TASK DESCRIPTION:
Answer these three questions about the text on spatial queries in Datasette:
1. What does the datasette cluster map plugin display for a query that returns latitude and longitude columns?
2. How does the text describe SpatiaLite?
3. Which Python package is used to query OpenStreetMap about the UK road network?

TEXT SEGMENT:
Running Spatial Queries on Food Standards Agency Data Using Ordnance Survey Shapefiles in SpatiaLite via Datasette

In Datasette ClusterMap Plugin – Querying UK Food Standards Agency (FSA) Food Hygiene Ratings Open Data I showed how the datasette cluster map plugin could be used to display a map with clustered markers showing the location of results on an interactive map from a datasette query that returned latitude and longitude columns.

Since then, datasette has added support for SpatiaLite, a SQLite extension that supports spatial queries. In the previous posts on this topic, (Trying Out Spatialite Support in Datasette and Working With OpenStreetMap Roads Data Using osmnx), I’ve started trying to get my head round how to make use of this more powerful tool for managing geo-related data, in particular grabbing Ordnance Survey shapefiles that can be used to filter queries about the UK road network made to OpenStreetMap using the incredibly power osmnx Python package.

SUPPLIED DATA:
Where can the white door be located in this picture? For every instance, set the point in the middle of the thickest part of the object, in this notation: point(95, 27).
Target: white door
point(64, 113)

THE RESPONSE:
1. A map with clustered markers showing the location of results on an interactive map.
2. As a SQLite extension that supports spatial queries.
3. osmnx.